TEXTO DE LECTURA:
☆ ☆ ☆ ☆ ☆ ☆ ☆
Afirman los expertos que las cosas no están saliendo como Moscú esperaba, que todo les esta resultando más difícil de lo que esperaban y siendo esto cierto, a nadie se le escapa que Putin no tiene límites. Si falla el combustible, lanza morteros y ademas parece no tener prisa. Son también los expertos los que alertan de que si bien el ejército ruso se está encontrando con más dificultades de las esperadas, Putin todavía no ha empleado todos los recursos bélicos que tiene en su mano. Y lo más importante: la convicción general tanto de las autoridades españolas como europeas es que no va a parar, que no se va a rendir y que de ninguna de las maneras, la diplomacia va a dar los frutos por todos deseados. Borrell, cuyos discursos estremecen, tiene claro, al igual que el secretario general de la OTAN que de ninguna de las maneras, se va a producir apoyo militar a Ucrania, más allá del envío de armas para que sean los ucranianos quienes las empuñen, para que sean ellos los que mueran.
Más allá de lo que establezca el manual de la OTAN, Borrell no esconde el temor que puede explicar algunas cosas: hay que evitar una tercera guerra mundial porque sería una guerra atómica. El panorama es aterrador.
Aún así y sin olvidar circunstancia alguna, creo que es lícito plantearse un dilema moral, ese dilema que nos hace preguntarnos si debemos tener tanto miedo, si podemos continuar mucho tiempo viendo cómo la población ucraniana cae masacrada mientras llega nuestra solidaridad, que si bien alivia mucho sufrimiento, no para a Putin. Si Ucrania no se rinde, el tampoco.
Alabo la prudencia para evitar males mayores pero no resuelve mi particular dilema y no lo resuelve porque si negar la buena fe de quienes toman las decisiones finales, sospecho que detrás de esta prudencia hay miedo. Miedo a recibir féretros, miedo al sufrimiento, al dolor. Miedo, en definitiva, a Putin. El sabe que Europa le teme y esta certeza es por sí misma un triunfo.
No concluyan que abogo por el envío de tropas a Ucrania. Me dan miedo los féretros, el dolor, el sufrimiento. No quiero más guerra. Ocurre que cuando veo a cadáveres de ciudadanos ucranianos en las carreteras, familias destrozadas, niños ateridos de frío, y a una orquesta improvisada en la plaza de Maidan en Kiev, me asalta la duda de si estamos haciendo todo lo que podemos. Todo lo que debemos. Este y no otro es mi dilema moral.
☆ ☆ ☆ ☆ ☆ ☆ ☆
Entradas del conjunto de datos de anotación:
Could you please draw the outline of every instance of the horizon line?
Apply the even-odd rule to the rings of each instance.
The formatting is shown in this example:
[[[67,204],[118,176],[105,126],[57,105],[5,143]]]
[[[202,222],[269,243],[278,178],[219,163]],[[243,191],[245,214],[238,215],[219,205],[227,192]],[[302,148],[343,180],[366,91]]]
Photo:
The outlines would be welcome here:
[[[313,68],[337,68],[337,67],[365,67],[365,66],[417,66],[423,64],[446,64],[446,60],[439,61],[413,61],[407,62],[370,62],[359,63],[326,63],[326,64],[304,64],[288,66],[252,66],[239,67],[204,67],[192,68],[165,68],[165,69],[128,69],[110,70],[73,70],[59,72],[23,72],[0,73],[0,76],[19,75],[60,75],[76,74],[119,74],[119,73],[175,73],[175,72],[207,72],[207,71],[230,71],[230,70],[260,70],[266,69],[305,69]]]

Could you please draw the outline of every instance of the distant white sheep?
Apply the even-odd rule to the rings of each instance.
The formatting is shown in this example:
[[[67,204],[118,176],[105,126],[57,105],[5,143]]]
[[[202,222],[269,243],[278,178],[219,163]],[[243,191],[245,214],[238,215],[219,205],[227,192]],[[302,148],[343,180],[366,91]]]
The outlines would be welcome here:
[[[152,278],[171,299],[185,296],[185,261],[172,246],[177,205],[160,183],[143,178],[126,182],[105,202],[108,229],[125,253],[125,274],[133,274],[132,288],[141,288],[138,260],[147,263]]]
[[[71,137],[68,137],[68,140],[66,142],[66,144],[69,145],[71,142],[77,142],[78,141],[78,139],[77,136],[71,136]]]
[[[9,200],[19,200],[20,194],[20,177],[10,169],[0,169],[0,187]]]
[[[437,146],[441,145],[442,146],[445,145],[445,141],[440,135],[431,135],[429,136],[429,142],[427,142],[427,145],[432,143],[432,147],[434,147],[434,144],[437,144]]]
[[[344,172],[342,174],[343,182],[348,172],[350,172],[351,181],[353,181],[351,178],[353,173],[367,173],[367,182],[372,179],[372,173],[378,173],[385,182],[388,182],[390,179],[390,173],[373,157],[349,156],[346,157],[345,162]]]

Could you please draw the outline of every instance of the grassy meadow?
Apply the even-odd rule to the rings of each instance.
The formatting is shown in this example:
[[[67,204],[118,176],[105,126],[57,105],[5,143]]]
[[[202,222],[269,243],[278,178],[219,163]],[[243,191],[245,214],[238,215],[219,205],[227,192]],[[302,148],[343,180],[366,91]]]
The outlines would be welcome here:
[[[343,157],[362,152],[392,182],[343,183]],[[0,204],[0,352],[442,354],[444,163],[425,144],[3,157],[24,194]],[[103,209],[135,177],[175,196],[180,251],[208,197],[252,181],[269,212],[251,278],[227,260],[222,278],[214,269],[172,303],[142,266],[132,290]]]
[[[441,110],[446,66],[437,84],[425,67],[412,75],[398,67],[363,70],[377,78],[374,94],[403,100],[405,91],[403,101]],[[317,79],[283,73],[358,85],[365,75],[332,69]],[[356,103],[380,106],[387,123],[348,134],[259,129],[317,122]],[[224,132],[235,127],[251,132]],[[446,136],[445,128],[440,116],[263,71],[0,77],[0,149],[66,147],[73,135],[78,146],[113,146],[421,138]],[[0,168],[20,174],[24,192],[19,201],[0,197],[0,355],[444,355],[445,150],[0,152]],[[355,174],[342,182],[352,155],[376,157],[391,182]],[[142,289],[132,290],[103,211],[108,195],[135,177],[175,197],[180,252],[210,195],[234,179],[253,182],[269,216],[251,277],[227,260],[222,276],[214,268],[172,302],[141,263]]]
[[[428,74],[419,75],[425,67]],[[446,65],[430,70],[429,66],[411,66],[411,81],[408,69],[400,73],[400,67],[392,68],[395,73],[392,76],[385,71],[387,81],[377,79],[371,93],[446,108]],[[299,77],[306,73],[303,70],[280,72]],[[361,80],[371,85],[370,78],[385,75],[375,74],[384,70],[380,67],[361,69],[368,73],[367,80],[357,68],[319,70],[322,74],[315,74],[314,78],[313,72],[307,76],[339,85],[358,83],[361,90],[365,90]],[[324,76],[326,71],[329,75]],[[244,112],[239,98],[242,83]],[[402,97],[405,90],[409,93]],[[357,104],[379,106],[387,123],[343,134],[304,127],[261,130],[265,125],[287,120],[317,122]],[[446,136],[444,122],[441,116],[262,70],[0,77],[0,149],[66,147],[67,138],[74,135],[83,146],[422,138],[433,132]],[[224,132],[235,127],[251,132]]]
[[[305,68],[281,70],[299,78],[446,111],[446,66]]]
☆ ☆ ☆ ☆ ☆ ☆ ☆
EJERCICIO PROPUESTO:
Según el texto de lectura sobre la guerra en Ucrania, ¿qué temor no esconde Borrell?

RESPUESTA DEL EJERCICIO:
El temor a una tercera guerra mundial, que sería una guerra atómica.